Segment Open

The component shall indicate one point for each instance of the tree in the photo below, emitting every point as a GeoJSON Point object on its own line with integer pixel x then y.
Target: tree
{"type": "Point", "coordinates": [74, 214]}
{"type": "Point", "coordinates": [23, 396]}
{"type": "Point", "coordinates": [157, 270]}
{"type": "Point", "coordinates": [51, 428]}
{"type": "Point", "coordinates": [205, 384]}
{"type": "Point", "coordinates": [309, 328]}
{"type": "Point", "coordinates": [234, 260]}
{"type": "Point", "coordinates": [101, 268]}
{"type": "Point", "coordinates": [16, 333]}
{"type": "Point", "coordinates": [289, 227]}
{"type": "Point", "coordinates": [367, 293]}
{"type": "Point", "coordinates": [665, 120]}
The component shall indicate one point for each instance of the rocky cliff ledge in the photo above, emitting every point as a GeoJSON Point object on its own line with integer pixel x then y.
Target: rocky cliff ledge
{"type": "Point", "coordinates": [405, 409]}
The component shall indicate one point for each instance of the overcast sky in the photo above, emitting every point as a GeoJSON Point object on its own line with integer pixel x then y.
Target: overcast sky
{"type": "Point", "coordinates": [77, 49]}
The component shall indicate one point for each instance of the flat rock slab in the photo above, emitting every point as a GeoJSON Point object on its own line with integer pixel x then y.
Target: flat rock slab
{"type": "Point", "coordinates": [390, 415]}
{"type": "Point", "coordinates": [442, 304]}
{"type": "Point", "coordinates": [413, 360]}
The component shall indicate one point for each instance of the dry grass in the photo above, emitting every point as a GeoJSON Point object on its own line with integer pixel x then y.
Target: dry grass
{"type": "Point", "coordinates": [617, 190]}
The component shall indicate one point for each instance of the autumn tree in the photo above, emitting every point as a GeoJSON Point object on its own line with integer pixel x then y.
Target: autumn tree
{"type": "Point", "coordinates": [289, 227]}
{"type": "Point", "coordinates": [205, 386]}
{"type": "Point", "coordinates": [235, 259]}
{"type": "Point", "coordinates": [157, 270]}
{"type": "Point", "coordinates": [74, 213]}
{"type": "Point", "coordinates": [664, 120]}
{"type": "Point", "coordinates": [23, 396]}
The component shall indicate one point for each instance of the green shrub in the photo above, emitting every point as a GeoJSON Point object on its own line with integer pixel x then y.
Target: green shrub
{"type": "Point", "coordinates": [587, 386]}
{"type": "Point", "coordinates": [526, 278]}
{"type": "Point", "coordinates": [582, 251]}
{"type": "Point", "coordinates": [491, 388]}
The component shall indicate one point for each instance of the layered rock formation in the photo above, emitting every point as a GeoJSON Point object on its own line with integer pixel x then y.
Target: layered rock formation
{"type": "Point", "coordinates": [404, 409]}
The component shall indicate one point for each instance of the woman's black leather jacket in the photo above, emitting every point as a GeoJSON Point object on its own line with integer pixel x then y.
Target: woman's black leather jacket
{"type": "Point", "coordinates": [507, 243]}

Segment Closed

--- EXERCISE OBJECTIVE ---
Exactly reproduce the lines beginning with the one that contains "of the green" and ending with the last line of the material, both included. Leave out everything else.

--- RESPONSE TO THE EXERCISE ---
The component shall indicate one point for each instance of the green shrub in the photo above, emitting every point as a GeoJSON Point object on its own line with integer pixel x then y.
Target: green shrub
{"type": "Point", "coordinates": [587, 386]}
{"type": "Point", "coordinates": [526, 278]}
{"type": "Point", "coordinates": [582, 251]}
{"type": "Point", "coordinates": [491, 388]}
The component shall indicate one point for each instance of the layered rock formation in the photo above, emitting every point as a GeoJSON Point object on its own line with integer pixel x then y.
Target: layered rock formation
{"type": "Point", "coordinates": [404, 409]}
The component shall indicate one point for each instance of the woman's black leather jacket in the photo above, emitting every point as a GeoJSON Point object on its own line with integer pixel x then y.
Target: woman's black leather jacket
{"type": "Point", "coordinates": [507, 243]}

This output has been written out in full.